------ Quoted passage ------

This is the mail archive of the
gcc-patches@gcc.gnu.org
mailing list for the GCC project.
[PATCH] Index expmed.c's shift_cost by machine mode
- From: Roger Sayle <roger at eyesopen dot com>
- To: gcc-patches at gcc dot gnu dot org
- Date: Sat, 12 Jun 2004 12:20:50 -0600 (MDT)
- Subject: [PATCH] Index expmed.c's shift_cost by machine mode
The following patch is the next step in my efforts to improve code
generation on targets where shifts are several times more expensive
than additions (including the Pentium4). This change adds an extra
machine mode index to the shift_cost, shiftadd_cost and shiftsub_cost
arrays used by expmed.c. The rest of expmed.c is then updated to
use the operation's mode when determining the cost of right shifts,
allowing improved synthetic multiplcation sequences for suitably
parameterized backends.

------

- **Task to carry out**
Name every array that the GCC patch message says will receive an extra machine mode index.

------ Extracted information ------

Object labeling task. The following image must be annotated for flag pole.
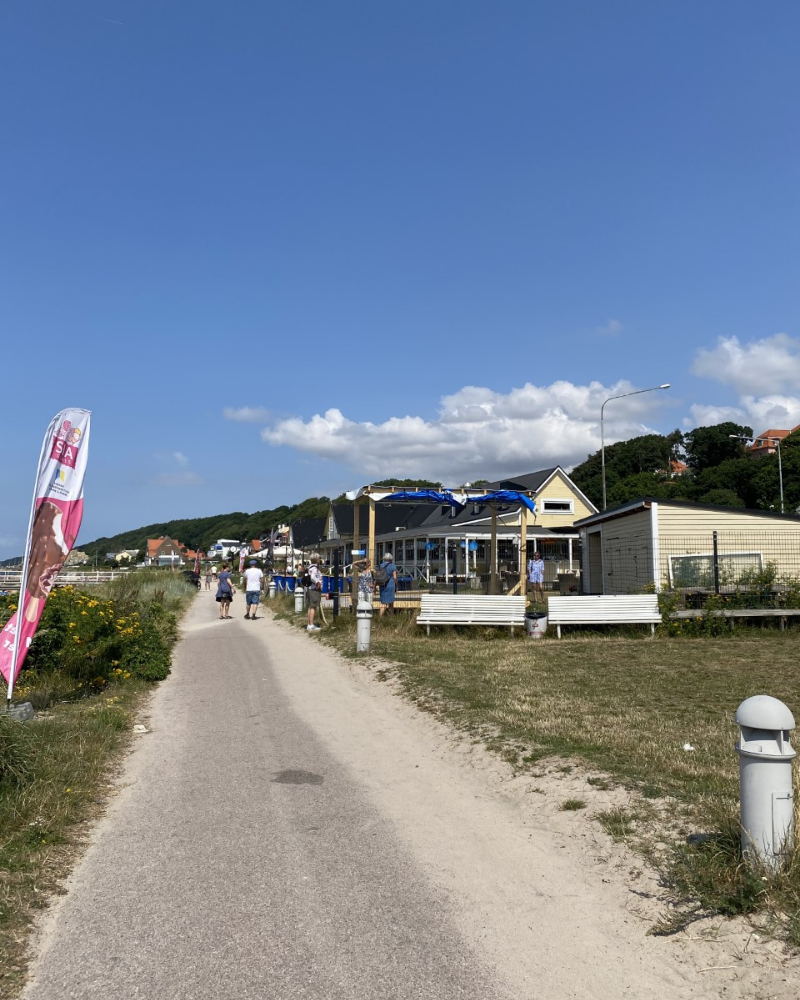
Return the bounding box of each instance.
[6,420,50,711]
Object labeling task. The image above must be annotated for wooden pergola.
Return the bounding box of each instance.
[353,485,535,601]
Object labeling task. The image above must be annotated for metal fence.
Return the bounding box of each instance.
[583,531,800,608]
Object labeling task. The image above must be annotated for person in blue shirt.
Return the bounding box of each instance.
[380,552,397,617]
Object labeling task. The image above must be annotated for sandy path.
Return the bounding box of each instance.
[18,593,800,1000]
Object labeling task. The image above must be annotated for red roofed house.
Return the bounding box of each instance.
[747,424,800,458]
[144,535,184,566]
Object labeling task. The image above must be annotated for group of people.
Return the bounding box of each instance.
[206,552,397,632]
[206,552,544,632]
[300,552,397,632]
[212,559,264,621]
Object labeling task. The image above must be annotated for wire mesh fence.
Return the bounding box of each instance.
[585,530,800,608]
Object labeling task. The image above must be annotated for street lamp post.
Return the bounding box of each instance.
[600,382,670,510]
[728,434,783,514]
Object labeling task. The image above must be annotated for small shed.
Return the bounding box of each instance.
[575,497,800,594]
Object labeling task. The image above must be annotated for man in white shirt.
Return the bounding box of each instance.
[306,558,322,632]
[244,559,264,621]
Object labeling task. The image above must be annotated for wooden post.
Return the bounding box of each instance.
[519,504,528,597]
[489,506,497,594]
[367,497,376,573]
[352,499,361,614]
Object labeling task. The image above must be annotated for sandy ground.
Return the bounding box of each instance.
[17,593,800,1000]
[258,623,800,1000]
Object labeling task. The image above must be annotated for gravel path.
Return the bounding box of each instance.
[18,592,800,1000]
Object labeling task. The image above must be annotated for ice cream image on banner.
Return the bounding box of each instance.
[0,408,91,702]
[25,500,70,622]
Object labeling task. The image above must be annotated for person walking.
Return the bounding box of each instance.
[217,563,236,618]
[354,559,375,605]
[528,552,544,604]
[375,552,397,618]
[303,556,322,632]
[242,559,264,621]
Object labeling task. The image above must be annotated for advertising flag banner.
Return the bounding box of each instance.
[0,409,91,700]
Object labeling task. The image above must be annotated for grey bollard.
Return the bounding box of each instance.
[736,694,797,871]
[356,601,372,653]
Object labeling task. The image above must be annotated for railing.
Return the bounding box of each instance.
[0,569,125,590]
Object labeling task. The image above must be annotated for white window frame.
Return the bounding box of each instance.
[542,497,575,514]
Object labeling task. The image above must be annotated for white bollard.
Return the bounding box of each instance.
[736,694,797,871]
[356,601,372,653]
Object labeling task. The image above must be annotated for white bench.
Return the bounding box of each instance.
[547,594,661,639]
[417,594,527,635]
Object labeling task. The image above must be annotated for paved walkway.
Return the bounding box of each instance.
[24,592,792,1000]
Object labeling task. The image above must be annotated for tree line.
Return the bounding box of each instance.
[570,421,800,514]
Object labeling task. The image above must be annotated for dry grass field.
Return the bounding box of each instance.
[274,601,800,943]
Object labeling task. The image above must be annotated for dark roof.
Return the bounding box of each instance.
[486,465,561,492]
[292,517,328,549]
[331,501,418,535]
[574,496,800,528]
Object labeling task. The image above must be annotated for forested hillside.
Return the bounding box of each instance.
[78,479,439,559]
[570,422,800,514]
[78,497,330,558]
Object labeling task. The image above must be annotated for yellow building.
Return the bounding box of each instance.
[575,497,800,594]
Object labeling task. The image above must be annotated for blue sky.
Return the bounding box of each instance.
[0,0,800,557]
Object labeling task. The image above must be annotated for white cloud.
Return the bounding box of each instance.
[692,333,800,398]
[261,381,664,483]
[150,451,205,487]
[222,406,270,424]
[594,319,625,337]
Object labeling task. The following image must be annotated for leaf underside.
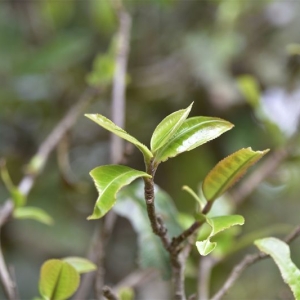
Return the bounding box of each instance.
[202,148,269,201]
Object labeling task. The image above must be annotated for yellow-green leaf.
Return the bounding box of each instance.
[85,114,153,163]
[39,259,80,300]
[63,256,97,274]
[88,165,151,220]
[150,103,193,152]
[202,148,269,201]
[254,237,300,300]
[154,117,233,165]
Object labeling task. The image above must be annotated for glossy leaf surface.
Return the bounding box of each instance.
[13,206,53,225]
[202,148,269,201]
[85,114,153,162]
[255,237,300,300]
[39,259,80,300]
[114,181,182,278]
[196,215,245,256]
[88,165,151,220]
[155,117,233,164]
[150,103,193,152]
[63,256,97,274]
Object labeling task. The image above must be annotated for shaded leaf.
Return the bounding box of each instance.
[63,256,97,274]
[154,117,233,165]
[88,165,151,220]
[254,237,300,300]
[196,215,245,256]
[150,103,193,152]
[238,75,260,108]
[114,181,182,278]
[202,148,269,201]
[85,114,153,163]
[39,259,80,300]
[13,206,53,225]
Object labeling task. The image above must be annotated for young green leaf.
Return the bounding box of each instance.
[202,148,269,201]
[39,259,80,300]
[196,215,245,256]
[254,237,300,300]
[13,206,53,225]
[62,256,97,274]
[154,117,233,165]
[85,114,153,163]
[150,103,193,152]
[238,75,260,108]
[88,165,151,220]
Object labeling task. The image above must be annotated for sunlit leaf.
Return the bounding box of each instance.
[238,75,260,108]
[85,114,153,162]
[62,256,97,274]
[39,259,80,300]
[196,215,245,256]
[114,181,182,278]
[154,117,233,164]
[202,148,269,201]
[88,165,151,220]
[150,103,193,152]
[13,206,53,225]
[254,237,300,300]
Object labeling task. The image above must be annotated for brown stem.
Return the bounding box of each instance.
[211,226,300,300]
[102,286,119,300]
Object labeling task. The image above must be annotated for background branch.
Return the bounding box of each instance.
[211,226,300,300]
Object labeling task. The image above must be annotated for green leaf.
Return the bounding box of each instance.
[150,103,193,152]
[154,117,233,165]
[237,75,260,108]
[114,181,182,279]
[62,256,97,274]
[13,206,53,225]
[0,160,26,207]
[85,114,153,163]
[88,165,151,220]
[39,259,80,300]
[202,148,269,201]
[254,237,300,300]
[196,215,245,256]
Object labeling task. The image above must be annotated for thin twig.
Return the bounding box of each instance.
[0,89,100,300]
[230,147,290,204]
[211,226,300,300]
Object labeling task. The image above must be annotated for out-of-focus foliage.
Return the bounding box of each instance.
[0,0,300,299]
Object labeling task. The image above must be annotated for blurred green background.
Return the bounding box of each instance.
[0,0,300,300]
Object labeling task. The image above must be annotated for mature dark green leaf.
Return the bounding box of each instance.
[196,215,245,256]
[150,103,193,152]
[39,259,80,300]
[62,256,97,274]
[85,114,153,163]
[254,237,300,300]
[88,165,151,220]
[154,117,233,164]
[202,148,269,201]
[114,182,182,278]
[13,206,53,225]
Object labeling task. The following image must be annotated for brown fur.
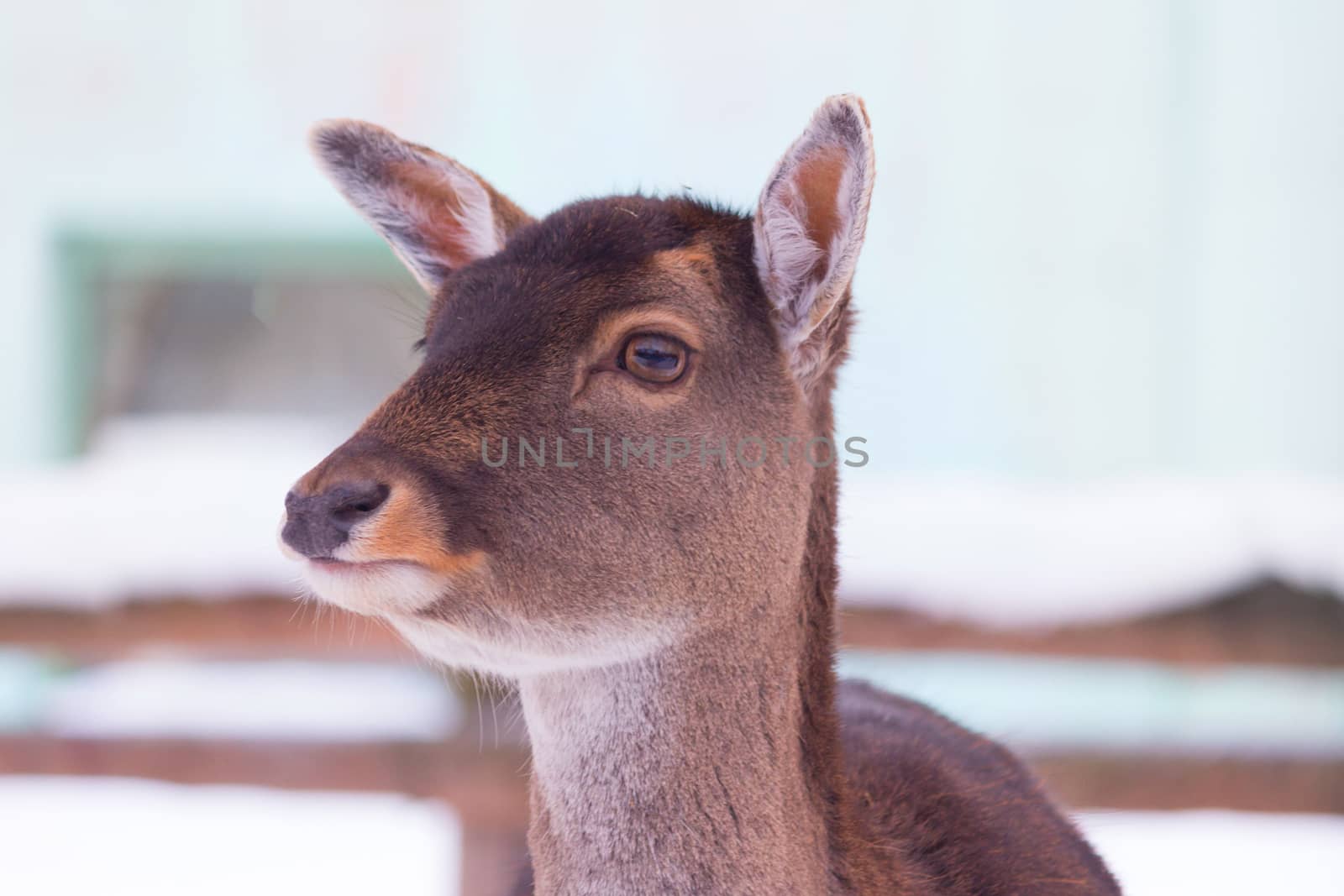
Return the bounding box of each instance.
[286,99,1117,896]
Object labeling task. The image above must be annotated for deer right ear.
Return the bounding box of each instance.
[754,96,872,388]
[309,119,533,293]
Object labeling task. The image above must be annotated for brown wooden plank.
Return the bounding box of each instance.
[0,594,412,663]
[0,582,1344,666]
[840,582,1344,666]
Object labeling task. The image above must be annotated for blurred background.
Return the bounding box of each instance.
[0,0,1344,896]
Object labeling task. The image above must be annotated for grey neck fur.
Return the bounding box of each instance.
[519,612,828,896]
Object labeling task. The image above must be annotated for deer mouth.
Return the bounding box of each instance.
[307,558,428,575]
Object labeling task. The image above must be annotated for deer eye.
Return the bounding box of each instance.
[620,333,690,385]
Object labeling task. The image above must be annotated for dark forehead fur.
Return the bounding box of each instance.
[426,195,770,354]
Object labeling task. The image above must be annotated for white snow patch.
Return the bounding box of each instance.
[840,470,1344,626]
[0,415,1344,626]
[1078,811,1344,896]
[0,777,461,896]
[0,415,336,609]
[36,659,462,741]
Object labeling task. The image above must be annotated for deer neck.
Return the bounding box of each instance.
[519,459,848,896]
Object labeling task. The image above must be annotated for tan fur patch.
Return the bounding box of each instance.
[344,485,486,575]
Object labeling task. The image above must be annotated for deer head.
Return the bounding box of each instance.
[282,97,874,676]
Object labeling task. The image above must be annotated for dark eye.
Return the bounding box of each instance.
[621,333,688,383]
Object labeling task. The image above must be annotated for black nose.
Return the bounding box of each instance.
[281,482,391,558]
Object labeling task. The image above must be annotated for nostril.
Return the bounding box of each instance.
[327,482,391,532]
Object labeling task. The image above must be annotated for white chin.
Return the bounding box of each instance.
[304,562,446,616]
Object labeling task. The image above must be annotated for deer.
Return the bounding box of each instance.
[281,96,1120,896]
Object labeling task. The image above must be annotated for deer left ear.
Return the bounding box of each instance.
[309,118,533,293]
[755,94,874,388]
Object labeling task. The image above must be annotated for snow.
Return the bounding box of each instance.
[0,777,459,896]
[840,470,1344,627]
[1078,811,1344,896]
[840,650,1344,757]
[35,659,462,743]
[0,415,1344,626]
[0,777,1344,896]
[0,415,344,609]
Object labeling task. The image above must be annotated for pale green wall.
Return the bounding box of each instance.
[0,0,1344,477]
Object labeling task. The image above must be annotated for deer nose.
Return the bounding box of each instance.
[281,482,391,558]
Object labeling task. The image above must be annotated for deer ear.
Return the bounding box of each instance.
[755,96,874,385]
[309,119,533,293]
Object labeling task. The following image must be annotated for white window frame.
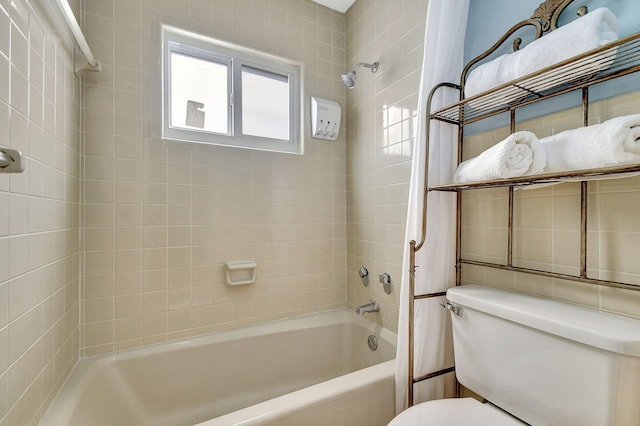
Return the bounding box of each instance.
[162,25,303,154]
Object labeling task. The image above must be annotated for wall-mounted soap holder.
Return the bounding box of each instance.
[0,148,24,173]
[358,266,369,287]
[225,260,257,285]
[378,272,391,294]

------

- **Exercise solution**
shift_cost, shiftadd_cost, shiftsub_cost